_TASK DESCRIPTION_
Output all the material that follows, exactly as given.

───

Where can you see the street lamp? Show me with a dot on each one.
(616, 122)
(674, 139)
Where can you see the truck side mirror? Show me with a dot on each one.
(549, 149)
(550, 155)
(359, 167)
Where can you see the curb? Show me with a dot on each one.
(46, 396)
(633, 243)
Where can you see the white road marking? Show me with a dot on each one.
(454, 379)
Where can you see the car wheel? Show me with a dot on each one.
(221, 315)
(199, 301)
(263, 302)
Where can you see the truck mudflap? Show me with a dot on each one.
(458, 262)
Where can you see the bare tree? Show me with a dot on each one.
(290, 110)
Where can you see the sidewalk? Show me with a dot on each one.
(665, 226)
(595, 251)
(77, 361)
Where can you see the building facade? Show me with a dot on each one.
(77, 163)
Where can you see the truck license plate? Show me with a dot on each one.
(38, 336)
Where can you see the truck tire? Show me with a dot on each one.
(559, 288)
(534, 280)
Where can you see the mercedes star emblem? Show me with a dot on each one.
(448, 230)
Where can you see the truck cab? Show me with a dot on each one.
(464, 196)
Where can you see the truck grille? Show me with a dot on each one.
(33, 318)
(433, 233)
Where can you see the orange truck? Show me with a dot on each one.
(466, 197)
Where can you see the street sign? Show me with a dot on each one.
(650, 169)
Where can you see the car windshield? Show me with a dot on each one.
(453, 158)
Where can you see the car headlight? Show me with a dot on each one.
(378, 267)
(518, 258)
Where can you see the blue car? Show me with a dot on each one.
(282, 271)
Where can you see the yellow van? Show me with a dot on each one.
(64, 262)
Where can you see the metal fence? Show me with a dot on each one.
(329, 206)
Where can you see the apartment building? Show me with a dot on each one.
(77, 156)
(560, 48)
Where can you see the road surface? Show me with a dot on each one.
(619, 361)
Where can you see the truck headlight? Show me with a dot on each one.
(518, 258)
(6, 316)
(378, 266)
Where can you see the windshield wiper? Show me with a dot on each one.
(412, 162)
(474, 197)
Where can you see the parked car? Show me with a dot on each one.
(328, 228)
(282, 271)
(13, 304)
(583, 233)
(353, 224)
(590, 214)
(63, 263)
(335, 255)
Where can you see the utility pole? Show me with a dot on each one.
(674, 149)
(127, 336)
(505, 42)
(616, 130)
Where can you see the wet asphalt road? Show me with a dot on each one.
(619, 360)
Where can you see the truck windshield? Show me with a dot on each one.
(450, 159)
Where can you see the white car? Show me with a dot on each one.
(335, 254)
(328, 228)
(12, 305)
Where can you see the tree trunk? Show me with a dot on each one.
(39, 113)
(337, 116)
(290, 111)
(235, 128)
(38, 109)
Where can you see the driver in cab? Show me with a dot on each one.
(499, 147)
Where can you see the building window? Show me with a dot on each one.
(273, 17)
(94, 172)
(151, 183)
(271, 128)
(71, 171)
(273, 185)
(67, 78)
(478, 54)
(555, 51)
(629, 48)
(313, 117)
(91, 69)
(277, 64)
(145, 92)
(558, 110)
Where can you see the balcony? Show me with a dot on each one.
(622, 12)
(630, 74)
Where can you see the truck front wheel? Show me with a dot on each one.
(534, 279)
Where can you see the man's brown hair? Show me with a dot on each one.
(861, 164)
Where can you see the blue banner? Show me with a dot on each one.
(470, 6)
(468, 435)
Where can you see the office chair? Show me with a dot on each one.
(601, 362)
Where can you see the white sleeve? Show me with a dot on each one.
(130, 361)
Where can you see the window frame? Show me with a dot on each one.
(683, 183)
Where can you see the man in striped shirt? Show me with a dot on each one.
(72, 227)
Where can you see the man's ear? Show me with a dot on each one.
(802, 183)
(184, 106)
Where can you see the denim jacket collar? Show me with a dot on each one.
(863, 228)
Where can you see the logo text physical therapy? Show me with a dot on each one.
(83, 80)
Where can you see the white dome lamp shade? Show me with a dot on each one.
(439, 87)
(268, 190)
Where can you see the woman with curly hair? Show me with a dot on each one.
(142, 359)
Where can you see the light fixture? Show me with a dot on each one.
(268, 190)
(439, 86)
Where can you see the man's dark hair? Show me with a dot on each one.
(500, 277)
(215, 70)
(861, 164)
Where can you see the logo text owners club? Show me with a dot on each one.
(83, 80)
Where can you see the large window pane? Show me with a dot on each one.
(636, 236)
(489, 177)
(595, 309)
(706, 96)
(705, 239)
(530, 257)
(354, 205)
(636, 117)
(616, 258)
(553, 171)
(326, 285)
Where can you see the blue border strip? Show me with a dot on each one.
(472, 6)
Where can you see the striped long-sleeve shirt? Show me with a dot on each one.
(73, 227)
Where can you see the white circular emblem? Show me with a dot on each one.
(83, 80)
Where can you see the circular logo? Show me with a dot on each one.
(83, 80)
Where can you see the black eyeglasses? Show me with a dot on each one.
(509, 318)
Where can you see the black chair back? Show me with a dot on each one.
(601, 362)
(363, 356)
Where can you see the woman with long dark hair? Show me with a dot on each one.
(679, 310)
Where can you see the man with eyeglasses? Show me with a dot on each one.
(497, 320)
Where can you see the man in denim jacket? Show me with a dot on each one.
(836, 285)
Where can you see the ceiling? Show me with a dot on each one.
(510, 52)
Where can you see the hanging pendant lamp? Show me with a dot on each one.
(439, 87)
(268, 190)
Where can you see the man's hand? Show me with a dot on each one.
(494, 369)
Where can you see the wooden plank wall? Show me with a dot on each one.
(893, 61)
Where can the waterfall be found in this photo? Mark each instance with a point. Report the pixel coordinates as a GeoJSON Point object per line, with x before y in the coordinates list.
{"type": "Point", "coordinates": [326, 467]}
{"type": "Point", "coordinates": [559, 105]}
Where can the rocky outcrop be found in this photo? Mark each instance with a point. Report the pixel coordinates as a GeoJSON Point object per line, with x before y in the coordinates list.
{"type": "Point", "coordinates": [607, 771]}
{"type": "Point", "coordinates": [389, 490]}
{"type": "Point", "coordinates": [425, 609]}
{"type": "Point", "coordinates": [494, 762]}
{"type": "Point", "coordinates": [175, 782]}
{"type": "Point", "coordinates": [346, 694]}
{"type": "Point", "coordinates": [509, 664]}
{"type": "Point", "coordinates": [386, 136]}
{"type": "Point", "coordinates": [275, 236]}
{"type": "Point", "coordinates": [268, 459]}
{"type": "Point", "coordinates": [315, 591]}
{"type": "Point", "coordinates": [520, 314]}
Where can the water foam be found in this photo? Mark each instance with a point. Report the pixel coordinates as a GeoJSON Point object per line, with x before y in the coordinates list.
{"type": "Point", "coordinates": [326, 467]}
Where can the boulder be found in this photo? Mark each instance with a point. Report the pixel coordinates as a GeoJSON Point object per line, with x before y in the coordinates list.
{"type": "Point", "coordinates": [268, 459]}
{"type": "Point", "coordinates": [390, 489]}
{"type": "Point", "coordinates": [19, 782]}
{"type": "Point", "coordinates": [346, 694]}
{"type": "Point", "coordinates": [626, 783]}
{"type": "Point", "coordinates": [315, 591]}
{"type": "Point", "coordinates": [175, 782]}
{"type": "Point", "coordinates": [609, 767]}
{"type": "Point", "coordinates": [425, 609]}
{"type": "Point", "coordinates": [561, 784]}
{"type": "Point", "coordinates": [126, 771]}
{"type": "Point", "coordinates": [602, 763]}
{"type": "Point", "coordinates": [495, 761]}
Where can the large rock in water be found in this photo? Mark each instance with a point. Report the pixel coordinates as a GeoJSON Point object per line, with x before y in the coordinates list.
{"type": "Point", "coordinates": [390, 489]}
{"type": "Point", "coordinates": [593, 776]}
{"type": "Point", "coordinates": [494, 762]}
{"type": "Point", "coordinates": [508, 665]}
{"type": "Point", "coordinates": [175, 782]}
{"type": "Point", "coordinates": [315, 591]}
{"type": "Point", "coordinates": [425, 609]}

───

_WRITTEN SOLUTION_
Where can you see the street lamp? Show me with a dot on each one.
(616, 122)
(674, 139)
Where can you see the truck side mirror? Show me with a dot on each one.
(549, 149)
(550, 155)
(359, 167)
Where can you see the curb? Show me with a dot on each one.
(46, 396)
(633, 243)
Where can you see the white road marking? Show me with a dot on each one.
(454, 379)
Where can you see the car wheel? Show me with a dot on each one.
(221, 315)
(199, 301)
(263, 302)
Where can you see the truck mudflap? Show me with a dot on each one.
(458, 262)
Where can you see the bare tree? Show me with a dot on each one.
(290, 110)
Where can you see the sidewalk? Show me with a dot on each one.
(665, 226)
(595, 251)
(77, 361)
Where can you see the building facade? Show me with a dot on each one.
(77, 163)
Where can you see the truck license plate? Show me with a dot on each one.
(38, 336)
Where can you see the truck tire? Show me with a dot on each one.
(559, 288)
(534, 280)
Where can you see the mercedes star emblem? Show me with a dot on each one.
(448, 230)
Where can you see the truck cab? Show me with a dot on each one.
(464, 196)
Where can you see the truck grille? Show me with a dot on each one.
(33, 318)
(433, 233)
Where can you see the orange truck? Show me with a dot on each one.
(466, 197)
Where can you see the street sign? Show me with a dot on each one.
(650, 169)
Where can you see the car windshield? Show me with a dot on each one.
(453, 158)
Where can you see the car headlight? Show me with a dot on each one.
(378, 267)
(518, 258)
Where can you see the blue car? Show me with a dot on each one.
(282, 271)
Where can you see the yellow van? Show me with a dot on each one.
(64, 262)
Where can you see the metal fence? Show me with a dot on each one.
(329, 206)
Where can you see the apartment building? Show me with a dot on each one.
(77, 156)
(560, 48)
Where can you see the road surface? Show me with a dot on each one.
(619, 361)
Where can you see the truck headlight? Show me with a dot on each one.
(518, 258)
(6, 316)
(378, 266)
Where can you see the windshield wiper? Show me with a dot on each one.
(412, 162)
(474, 197)
Where can you see the parked car? Show me with a dot on each one.
(328, 228)
(282, 271)
(13, 304)
(583, 233)
(353, 224)
(590, 214)
(63, 263)
(335, 255)
Where can you see the utility pole? Show me with a dot on each one.
(674, 149)
(127, 336)
(505, 42)
(616, 130)
Where can you see the wet asphalt road? Show me with a dot on each one.
(619, 360)
Where can you see the truck windshield? Show me with a dot on each one.
(450, 159)
Where can you see the white car? Show me with a dot on each one.
(335, 254)
(328, 228)
(12, 305)
Where can you see the tree trunk? Show me with a dot on each one.
(39, 113)
(337, 116)
(290, 111)
(235, 128)
(38, 109)
Where can you see the driver in cab? Show me with a dot on each one.
(499, 147)
Where can you see the building window? Show me with a dot on each one.
(273, 17)
(94, 172)
(151, 183)
(271, 128)
(71, 171)
(273, 185)
(67, 78)
(478, 54)
(555, 51)
(629, 48)
(313, 117)
(91, 69)
(277, 64)
(145, 92)
(558, 110)
Where can you see the balcony? Show me with a dot on each one.
(622, 12)
(630, 74)
Where can you see the truck front wheel? Show me with a dot on each one.
(534, 279)
Where can you see the man's brown hair? Show me with a dot on each one.
(861, 164)
Where can you see the blue banner? Show me with a dot on each one.
(470, 6)
(468, 435)
Where can you see the office chair? Show me with a dot on each one.
(601, 362)
Where can you see the white sleeve? Show me with a dot on each one.
(130, 361)
Where can you see the window frame? Show me with a dot on each one.
(683, 183)
Where can you see the man in striped shirt? Show me with a dot on each one.
(72, 227)
Where can you see the man's ear? Show me with a dot on each one.
(802, 183)
(184, 106)
Where can you see the denim jacket collar? Show me with a dot on each one.
(863, 228)
Where can you see the logo text physical therapy? Show me with a dot on each one.
(83, 80)
Where can you see the white dome lamp shade? Show me with a dot on each one.
(439, 87)
(268, 190)
Where can you see the woman with curly hair? Show me with a dot on each one.
(142, 359)
Where can you see the light fixture? Show me with a dot on each one.
(268, 190)
(439, 86)
Where can you see the man's dark hair? Show me with a dot on each one.
(500, 277)
(215, 70)
(861, 164)
Where can you see the logo text owners club? Show me with a dot on each one.
(83, 80)
Where can you see the large window pane? Show me with a dot on each one.
(636, 236)
(489, 177)
(595, 309)
(706, 96)
(705, 239)
(530, 257)
(354, 205)
(636, 117)
(616, 258)
(553, 171)
(326, 285)
Where can you see the blue border strip? Show me with a dot on each one.
(472, 6)
Where can you see the striped long-sleeve shirt? Show me with a dot on each one.
(73, 227)
Where can you see the white circular emblem? Show me with a dot on each one.
(83, 80)
Where can you see the circular logo? Show me with a dot on each one.
(83, 80)
Where can you see the black eyeglasses? Show me with a dot on each one.
(509, 318)
Where can you see the black chair back? Show me with a dot on each one.
(601, 362)
(363, 356)
Where can you see the woman with long dark hair? Show me with a dot on each one.
(679, 310)
Where can you see the man with eyeglasses? Show me with a dot on each one.
(497, 320)
Where can you see the man in denim jacket? Show me with a dot on each one.
(836, 285)
Where can you see the ceiling? Show me with a dot on each one.
(510, 52)
Where can you see the hanging pendant lamp? Show me with a dot on each one.
(439, 87)
(268, 190)
Where can you see the man's hand? Show me with a dot on each one.
(494, 369)
Where can you see the wooden plank wall? Show me with a dot on each one.
(893, 61)
Where can the waterfall be found in this photo? Mark each instance with a point. Report the pixel coordinates as a GeoJSON Point object per line, with x before y in the coordinates list.
{"type": "Point", "coordinates": [326, 467]}
{"type": "Point", "coordinates": [559, 105]}
Where can the rocky outcrop be found in this photo? Mark each instance with a point. Report the pixel coordinates as a GeoJSON Point object per line, with x before y in the coordinates list.
{"type": "Point", "coordinates": [607, 771]}
{"type": "Point", "coordinates": [389, 490]}
{"type": "Point", "coordinates": [425, 609]}
{"type": "Point", "coordinates": [494, 762]}
{"type": "Point", "coordinates": [175, 782]}
{"type": "Point", "coordinates": [346, 694]}
{"type": "Point", "coordinates": [509, 664]}
{"type": "Point", "coordinates": [386, 136]}
{"type": "Point", "coordinates": [275, 236]}
{"type": "Point", "coordinates": [268, 459]}
{"type": "Point", "coordinates": [315, 591]}
{"type": "Point", "coordinates": [520, 314]}
Where can the water foam be found in this photo? Mark each instance with a point. Report the pixel coordinates as a GeoJSON Point object per line, with x before y in the coordinates list.
{"type": "Point", "coordinates": [326, 467]}
Where can the boulder be found in this photo? Mark each instance with a point. Report the pixel coordinates as a GeoJSON Point object per line, with x before y in the coordinates list.
{"type": "Point", "coordinates": [268, 459]}
{"type": "Point", "coordinates": [390, 489]}
{"type": "Point", "coordinates": [19, 782]}
{"type": "Point", "coordinates": [346, 694]}
{"type": "Point", "coordinates": [626, 783]}
{"type": "Point", "coordinates": [315, 591]}
{"type": "Point", "coordinates": [175, 782]}
{"type": "Point", "coordinates": [609, 767]}
{"type": "Point", "coordinates": [425, 609]}
{"type": "Point", "coordinates": [561, 784]}
{"type": "Point", "coordinates": [126, 771]}
{"type": "Point", "coordinates": [602, 763]}
{"type": "Point", "coordinates": [495, 761]}
Where can the large rock in water be found in this photo? Mark each instance with a point. Report the pixel coordinates as a GeoJSON Point object per line, with x before y in the coordinates list.
{"type": "Point", "coordinates": [390, 489]}
{"type": "Point", "coordinates": [593, 776]}
{"type": "Point", "coordinates": [494, 762]}
{"type": "Point", "coordinates": [508, 665]}
{"type": "Point", "coordinates": [175, 782]}
{"type": "Point", "coordinates": [315, 591]}
{"type": "Point", "coordinates": [425, 609]}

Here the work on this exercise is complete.